Teks Bacaan ::
■ ■ ■

Daya beli merupakan salah satu indikator penting yang mencerminkan kekuatan ekonomi suatu masyarakat, khususnya bagi kelas menengah yang memegang peranan signifikan dalam perekonomian.
Secara umum, daya beli adalah kemampuan individu atau kelompok untuk membeli barang dan jasa sesuai dengan pendapatan yang dimilikinya.
Dalam beberapa waktu terakhir, daya beli masyarakat, terutama pada kelas menengah, mengalami penurunan yang cukup mencolok. Hal ini berdampak langsung pada pola konsumsi, di mana masyarakat cenderung lebih selektif dalam membelanjakan pendapatan mereka.
Kelas menengah yang selama ini menjadi motor penggerak ekonomi karena kontribusi besar mereka dalam sektor konsumsi, mulai merasakan penurunan dalam kemampuan belanjanya. Penurunan ini bukan hanya terlihat pada kebutuhan tersier, tetapi mulai merambah pada pengeluaran primer.
Dalam banyak kasus, masyarakat kelas menengah harus menyesuaikan pola hidup mereka, baik dalam hal konsumsi sehari-hari maupun rencana jangka panjang seperti investasi atau tabungan. Akibatnya, terjadi perubahan signifikan dalam pola konsumsi, di mana mereka menjadi lebih berhati-hati dalam mengatur keuangan.

■ ■ ■

Baris Mentah ::
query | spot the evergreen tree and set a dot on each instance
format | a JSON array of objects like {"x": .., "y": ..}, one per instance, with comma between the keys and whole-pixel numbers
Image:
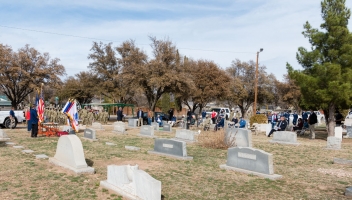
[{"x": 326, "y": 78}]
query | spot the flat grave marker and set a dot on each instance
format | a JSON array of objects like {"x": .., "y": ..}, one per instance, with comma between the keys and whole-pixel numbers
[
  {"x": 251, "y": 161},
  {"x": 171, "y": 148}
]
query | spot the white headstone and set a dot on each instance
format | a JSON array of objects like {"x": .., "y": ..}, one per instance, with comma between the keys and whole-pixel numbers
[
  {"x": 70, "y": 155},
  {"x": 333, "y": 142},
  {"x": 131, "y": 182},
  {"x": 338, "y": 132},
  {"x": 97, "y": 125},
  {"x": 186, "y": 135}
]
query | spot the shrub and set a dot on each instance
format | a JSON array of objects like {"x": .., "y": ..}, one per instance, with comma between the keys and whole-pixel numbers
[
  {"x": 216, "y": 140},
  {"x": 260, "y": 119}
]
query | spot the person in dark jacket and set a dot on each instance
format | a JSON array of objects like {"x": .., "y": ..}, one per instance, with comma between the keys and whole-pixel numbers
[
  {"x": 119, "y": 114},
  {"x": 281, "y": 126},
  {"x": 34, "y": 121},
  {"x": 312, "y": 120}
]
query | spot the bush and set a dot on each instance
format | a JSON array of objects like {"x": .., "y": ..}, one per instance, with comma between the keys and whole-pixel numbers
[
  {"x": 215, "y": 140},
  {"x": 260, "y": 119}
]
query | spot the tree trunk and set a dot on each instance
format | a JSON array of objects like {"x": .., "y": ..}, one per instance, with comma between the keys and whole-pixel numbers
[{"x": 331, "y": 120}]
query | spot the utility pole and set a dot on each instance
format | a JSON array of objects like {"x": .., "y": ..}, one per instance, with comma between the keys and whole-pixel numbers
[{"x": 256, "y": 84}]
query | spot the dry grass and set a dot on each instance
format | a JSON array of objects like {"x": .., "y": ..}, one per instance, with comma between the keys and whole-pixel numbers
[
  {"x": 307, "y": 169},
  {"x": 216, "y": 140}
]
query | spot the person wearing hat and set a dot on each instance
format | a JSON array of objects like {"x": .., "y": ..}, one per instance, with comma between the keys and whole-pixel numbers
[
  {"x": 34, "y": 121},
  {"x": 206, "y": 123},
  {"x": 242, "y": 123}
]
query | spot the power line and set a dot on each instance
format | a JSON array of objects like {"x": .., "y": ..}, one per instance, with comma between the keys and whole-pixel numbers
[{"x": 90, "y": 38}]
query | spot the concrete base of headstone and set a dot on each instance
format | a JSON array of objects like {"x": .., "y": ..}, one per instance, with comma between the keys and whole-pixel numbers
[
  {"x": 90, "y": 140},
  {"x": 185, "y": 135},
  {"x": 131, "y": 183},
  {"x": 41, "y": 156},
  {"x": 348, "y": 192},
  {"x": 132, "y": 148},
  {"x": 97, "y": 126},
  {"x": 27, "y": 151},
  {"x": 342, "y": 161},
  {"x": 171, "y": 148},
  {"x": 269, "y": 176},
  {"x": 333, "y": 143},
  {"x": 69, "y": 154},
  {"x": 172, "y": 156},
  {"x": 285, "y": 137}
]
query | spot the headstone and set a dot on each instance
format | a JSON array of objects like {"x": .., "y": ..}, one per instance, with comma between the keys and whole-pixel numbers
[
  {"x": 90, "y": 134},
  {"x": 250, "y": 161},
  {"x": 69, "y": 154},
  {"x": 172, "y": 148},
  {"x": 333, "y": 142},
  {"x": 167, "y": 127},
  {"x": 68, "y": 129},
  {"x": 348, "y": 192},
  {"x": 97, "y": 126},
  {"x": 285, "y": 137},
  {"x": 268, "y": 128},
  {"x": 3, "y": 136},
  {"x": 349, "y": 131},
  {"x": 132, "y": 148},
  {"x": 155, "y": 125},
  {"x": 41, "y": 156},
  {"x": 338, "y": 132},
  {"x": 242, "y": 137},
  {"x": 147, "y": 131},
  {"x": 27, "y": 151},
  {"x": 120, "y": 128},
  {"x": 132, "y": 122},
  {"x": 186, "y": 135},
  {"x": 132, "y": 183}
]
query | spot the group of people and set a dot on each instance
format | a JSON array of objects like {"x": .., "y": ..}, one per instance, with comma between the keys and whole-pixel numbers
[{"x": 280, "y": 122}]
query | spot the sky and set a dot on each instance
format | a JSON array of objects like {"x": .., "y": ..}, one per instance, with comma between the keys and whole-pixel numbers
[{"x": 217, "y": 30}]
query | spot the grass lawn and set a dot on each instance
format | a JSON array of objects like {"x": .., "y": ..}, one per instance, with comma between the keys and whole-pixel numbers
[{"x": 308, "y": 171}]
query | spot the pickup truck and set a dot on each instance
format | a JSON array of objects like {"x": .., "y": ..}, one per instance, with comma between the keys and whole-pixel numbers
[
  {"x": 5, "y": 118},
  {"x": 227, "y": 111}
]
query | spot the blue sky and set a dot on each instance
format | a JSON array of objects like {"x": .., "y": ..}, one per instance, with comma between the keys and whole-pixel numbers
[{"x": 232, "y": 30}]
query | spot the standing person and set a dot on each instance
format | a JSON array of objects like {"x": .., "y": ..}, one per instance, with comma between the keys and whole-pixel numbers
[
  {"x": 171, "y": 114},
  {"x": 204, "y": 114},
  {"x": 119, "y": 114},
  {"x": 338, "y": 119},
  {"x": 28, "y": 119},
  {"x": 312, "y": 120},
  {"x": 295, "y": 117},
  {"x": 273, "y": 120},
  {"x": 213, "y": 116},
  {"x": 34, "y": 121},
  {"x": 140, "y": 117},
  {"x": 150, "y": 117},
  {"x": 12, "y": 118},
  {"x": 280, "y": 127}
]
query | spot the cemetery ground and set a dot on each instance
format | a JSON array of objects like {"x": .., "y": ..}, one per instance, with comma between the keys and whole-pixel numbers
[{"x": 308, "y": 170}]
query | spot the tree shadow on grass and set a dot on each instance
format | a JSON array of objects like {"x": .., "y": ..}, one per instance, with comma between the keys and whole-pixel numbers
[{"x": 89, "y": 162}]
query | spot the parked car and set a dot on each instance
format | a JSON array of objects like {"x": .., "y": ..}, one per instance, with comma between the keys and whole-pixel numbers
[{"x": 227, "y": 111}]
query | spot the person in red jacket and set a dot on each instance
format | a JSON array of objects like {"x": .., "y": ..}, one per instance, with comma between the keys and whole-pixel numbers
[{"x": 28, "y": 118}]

■ ■ ■

Soal Singkat :: Tuliskan lanjutan teks bacaan tentang penurunan daya beli kelas menengah, dimulai tepat setelah kalimat terakhirnya.

Jawaban Latihan ::
Penurunan daya beli masyarakat kelas menengah di Indonesia tampak jelas dari beberapa faktor yang tercermin dalam survei terbaru yang diselenggarakan oleh Inventure.
Berdasarkan survei ini, salah satu alasan terbesar menurunnya daya beli adalah lonjakan harga kebutuhan pokok yang diungkapkan oleh 85% responden.
Kenaikan harga kebutuhan dasar ini membuat masyarakat kelas menengah harus mengalokasikan lebih banyak penghasilan mereka untuk memenuhi kebutuhan sehari-hari. Pengeluaran ini menekan anggaran keluarga yang sebelumnya bisa dialokasikan untuk kebutuhan lain.
Selain kebutuhan pokok, 52% responden mengungkapkan biaya pendidikan dan kesehatan terus meningkat yang juga menjadi beban tambahan bagi kelas menengah. Pendidikan berkualitas dan layanan kesehatan yang memadai kini semakin sulit dijangkau tanpa pengeluaran yang lebih besar.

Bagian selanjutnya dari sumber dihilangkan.